_Records to process_
---*---
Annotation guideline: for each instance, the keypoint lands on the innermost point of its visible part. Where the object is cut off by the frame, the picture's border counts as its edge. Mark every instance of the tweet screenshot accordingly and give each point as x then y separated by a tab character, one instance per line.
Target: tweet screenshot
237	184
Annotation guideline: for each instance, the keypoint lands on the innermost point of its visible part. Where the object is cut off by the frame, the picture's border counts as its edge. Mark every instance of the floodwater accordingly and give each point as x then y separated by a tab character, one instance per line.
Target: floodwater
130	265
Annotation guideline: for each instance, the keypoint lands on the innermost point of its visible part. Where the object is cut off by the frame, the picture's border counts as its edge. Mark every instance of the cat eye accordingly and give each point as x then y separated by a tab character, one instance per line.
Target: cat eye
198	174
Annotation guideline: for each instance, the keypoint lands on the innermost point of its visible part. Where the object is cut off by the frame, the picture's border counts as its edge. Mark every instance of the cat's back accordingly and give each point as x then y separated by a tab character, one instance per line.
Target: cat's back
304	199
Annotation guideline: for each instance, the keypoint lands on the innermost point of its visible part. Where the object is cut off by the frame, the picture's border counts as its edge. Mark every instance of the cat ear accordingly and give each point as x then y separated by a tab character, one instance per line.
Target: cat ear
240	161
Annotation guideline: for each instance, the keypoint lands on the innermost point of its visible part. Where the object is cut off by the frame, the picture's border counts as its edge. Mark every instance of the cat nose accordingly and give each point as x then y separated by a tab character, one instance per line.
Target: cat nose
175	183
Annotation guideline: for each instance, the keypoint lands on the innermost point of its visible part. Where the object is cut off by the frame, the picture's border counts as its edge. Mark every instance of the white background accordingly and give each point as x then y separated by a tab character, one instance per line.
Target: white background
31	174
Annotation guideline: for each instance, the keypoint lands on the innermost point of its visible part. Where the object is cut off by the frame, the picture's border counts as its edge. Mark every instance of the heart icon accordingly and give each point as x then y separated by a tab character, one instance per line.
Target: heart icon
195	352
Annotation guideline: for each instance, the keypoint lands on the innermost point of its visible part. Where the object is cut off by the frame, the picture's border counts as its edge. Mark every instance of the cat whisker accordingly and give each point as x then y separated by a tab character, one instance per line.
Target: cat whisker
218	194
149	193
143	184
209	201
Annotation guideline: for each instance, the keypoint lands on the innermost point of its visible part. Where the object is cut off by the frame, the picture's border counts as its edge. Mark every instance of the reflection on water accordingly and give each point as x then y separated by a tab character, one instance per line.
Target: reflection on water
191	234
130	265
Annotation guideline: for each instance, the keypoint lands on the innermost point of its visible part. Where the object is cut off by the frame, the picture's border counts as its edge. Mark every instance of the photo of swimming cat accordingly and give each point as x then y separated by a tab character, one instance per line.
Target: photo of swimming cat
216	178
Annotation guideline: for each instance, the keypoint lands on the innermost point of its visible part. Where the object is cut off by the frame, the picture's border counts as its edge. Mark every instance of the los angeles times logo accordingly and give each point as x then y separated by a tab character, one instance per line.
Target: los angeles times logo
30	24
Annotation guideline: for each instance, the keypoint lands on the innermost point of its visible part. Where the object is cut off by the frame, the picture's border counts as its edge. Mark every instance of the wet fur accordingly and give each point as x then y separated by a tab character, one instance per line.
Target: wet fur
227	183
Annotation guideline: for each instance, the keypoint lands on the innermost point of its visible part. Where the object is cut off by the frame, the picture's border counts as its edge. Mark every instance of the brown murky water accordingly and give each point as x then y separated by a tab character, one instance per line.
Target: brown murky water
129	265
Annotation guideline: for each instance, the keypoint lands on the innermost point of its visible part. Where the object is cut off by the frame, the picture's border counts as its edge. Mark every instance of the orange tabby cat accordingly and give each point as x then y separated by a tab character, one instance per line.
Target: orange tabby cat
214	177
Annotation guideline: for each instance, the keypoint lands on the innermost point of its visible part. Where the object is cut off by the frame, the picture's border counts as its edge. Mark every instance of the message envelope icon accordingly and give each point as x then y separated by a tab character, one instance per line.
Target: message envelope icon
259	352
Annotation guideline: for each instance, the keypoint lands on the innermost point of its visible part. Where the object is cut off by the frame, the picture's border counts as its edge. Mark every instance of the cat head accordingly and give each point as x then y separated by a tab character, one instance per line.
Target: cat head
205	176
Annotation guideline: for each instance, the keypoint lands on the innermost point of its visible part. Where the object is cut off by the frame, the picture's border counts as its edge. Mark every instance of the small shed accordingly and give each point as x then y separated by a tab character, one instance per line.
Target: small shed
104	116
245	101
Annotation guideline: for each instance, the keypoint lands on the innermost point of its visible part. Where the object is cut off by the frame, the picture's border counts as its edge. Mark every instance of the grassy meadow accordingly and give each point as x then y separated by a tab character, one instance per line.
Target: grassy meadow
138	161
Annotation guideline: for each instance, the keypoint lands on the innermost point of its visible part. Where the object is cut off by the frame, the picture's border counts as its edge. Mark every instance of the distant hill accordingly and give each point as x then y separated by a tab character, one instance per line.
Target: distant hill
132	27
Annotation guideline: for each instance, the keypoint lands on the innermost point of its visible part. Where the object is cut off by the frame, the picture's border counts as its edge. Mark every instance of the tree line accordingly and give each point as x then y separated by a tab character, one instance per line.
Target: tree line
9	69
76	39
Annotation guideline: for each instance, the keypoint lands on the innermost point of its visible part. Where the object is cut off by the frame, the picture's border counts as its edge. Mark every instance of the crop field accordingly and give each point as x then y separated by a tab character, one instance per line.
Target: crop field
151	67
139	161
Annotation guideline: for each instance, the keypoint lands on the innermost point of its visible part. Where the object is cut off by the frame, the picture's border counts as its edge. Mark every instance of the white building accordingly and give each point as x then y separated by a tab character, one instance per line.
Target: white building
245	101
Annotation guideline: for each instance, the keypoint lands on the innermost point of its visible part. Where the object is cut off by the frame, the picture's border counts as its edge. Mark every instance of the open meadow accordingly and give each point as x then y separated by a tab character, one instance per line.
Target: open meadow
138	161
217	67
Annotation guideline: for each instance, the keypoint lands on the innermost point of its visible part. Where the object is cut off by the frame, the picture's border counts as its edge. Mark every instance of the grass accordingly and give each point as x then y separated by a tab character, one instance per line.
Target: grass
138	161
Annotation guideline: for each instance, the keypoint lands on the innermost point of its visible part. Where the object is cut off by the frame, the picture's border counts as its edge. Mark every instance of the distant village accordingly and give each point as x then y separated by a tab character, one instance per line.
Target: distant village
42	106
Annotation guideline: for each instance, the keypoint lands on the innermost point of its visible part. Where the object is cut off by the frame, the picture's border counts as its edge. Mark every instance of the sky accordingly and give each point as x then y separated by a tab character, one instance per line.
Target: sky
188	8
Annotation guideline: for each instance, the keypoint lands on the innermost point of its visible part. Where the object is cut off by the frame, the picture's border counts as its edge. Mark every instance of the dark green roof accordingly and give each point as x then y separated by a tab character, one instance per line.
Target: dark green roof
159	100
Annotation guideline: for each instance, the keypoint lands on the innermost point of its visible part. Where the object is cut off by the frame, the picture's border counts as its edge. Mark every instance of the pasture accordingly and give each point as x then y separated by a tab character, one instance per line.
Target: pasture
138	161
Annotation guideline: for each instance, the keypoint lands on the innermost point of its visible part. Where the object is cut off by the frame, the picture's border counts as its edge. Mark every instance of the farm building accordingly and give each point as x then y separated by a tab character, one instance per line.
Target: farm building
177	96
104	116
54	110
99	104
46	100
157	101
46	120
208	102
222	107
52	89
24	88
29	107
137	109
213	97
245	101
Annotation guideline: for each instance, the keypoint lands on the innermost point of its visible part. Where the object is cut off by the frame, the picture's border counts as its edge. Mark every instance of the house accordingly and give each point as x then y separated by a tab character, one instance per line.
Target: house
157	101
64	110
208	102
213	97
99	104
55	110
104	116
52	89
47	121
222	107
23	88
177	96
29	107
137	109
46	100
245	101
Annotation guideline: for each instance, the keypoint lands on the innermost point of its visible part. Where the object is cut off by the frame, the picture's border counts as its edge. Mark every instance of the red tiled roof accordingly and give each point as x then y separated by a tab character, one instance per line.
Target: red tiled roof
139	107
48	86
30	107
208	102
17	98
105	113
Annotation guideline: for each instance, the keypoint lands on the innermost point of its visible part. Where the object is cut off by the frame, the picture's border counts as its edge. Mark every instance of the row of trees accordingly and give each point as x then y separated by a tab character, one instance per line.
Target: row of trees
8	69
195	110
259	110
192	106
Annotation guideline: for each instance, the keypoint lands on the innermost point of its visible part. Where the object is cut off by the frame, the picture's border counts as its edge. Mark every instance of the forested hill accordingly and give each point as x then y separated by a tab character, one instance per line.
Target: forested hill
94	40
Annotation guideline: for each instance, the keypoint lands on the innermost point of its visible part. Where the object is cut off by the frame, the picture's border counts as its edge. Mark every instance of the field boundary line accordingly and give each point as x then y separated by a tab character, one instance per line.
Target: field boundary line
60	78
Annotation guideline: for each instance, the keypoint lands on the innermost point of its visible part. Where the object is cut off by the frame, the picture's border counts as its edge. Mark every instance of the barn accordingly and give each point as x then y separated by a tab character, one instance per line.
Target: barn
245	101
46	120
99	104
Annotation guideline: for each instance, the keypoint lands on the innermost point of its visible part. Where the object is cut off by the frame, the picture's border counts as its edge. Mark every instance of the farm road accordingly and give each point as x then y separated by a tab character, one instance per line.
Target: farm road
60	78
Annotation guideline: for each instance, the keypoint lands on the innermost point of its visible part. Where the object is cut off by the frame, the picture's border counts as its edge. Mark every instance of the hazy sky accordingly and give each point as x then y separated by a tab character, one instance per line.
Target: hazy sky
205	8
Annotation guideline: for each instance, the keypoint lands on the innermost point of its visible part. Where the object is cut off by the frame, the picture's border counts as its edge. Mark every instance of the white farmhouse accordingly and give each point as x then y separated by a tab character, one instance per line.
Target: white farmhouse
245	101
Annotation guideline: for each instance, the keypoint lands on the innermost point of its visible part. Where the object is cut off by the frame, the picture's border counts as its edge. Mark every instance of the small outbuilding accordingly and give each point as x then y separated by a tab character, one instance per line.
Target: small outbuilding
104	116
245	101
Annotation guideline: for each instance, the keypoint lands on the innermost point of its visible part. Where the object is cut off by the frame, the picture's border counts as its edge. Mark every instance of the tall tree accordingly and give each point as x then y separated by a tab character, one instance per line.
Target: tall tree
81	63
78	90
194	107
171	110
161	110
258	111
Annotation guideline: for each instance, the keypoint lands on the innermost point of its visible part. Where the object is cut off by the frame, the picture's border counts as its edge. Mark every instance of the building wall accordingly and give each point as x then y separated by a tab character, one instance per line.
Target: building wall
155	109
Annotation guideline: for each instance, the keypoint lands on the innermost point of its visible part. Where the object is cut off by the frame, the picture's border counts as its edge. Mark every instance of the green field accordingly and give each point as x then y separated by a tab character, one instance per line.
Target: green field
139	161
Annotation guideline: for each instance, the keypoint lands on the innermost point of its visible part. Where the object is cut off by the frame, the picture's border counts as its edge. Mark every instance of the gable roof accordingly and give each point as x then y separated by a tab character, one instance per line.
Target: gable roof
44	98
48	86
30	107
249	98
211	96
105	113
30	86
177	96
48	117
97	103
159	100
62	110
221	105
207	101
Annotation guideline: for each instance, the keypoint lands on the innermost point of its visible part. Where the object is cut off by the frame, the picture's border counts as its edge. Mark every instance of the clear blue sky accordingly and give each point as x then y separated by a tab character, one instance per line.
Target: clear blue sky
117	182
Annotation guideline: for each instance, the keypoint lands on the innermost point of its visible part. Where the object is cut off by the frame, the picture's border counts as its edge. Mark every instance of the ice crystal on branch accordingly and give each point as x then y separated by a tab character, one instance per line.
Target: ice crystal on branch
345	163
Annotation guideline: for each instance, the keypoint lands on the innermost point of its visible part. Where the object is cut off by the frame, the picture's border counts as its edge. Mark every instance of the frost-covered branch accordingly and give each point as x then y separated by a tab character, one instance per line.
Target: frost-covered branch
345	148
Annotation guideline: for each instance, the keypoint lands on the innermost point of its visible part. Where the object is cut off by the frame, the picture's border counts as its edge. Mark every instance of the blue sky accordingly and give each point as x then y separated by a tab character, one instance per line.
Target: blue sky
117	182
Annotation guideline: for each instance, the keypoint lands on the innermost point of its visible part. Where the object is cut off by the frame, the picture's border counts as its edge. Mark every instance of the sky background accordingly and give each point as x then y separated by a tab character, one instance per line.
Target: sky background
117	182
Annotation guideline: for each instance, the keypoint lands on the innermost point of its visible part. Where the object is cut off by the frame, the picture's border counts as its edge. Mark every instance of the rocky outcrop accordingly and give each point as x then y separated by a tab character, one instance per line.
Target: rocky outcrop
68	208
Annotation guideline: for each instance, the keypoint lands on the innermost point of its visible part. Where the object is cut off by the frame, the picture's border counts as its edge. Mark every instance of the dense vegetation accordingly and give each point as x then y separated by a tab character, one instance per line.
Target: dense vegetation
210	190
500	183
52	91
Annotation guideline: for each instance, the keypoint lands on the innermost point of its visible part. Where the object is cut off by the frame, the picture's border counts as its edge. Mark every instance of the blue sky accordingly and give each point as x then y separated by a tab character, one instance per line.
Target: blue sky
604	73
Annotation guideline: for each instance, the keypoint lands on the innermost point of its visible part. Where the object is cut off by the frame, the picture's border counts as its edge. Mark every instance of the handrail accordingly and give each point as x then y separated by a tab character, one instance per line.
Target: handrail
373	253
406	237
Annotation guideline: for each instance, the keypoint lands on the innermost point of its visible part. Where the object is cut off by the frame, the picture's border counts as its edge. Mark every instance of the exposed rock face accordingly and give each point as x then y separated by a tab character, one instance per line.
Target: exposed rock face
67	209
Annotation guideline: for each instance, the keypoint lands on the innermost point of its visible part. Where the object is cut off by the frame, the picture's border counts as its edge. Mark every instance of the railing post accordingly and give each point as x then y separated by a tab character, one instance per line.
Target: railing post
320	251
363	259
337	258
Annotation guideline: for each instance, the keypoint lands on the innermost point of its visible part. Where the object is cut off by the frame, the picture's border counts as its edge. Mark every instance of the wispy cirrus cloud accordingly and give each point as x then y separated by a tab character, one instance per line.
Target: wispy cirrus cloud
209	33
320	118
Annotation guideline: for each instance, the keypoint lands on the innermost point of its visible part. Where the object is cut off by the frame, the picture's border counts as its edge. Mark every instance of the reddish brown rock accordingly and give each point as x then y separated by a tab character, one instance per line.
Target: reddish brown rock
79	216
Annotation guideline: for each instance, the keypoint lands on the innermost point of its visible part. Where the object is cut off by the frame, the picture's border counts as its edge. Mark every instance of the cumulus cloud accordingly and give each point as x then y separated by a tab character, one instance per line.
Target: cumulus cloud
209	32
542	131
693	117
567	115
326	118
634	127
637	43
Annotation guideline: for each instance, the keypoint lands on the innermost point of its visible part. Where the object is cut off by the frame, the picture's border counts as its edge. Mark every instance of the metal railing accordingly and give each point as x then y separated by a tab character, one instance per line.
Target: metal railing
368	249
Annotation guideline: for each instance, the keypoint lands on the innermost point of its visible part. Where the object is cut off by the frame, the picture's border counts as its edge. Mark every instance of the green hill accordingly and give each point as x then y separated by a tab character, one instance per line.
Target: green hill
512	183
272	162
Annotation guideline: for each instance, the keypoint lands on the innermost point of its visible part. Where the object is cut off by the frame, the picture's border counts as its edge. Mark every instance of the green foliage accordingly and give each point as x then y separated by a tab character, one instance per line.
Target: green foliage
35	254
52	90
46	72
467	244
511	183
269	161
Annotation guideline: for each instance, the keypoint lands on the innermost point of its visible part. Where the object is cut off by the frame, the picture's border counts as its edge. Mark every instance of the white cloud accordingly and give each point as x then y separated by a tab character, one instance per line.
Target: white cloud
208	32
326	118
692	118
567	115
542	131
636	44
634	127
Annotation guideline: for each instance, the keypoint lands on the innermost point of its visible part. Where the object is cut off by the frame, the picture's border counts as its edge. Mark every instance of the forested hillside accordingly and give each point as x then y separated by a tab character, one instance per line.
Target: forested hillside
---*---
_Exercise_
Within the entries, find all lines holding "hillside" and copy each one.

_Output_
Annotation guideline: for each instance, the keypoint lands on the innermost point of its visible part. Where the object is cut off by the frame, the picture's border counts as its edge. Mark every instance of the forested hillside accordingly and give each point as x then y separated by a tab character, one instance per line.
Target: forested hillside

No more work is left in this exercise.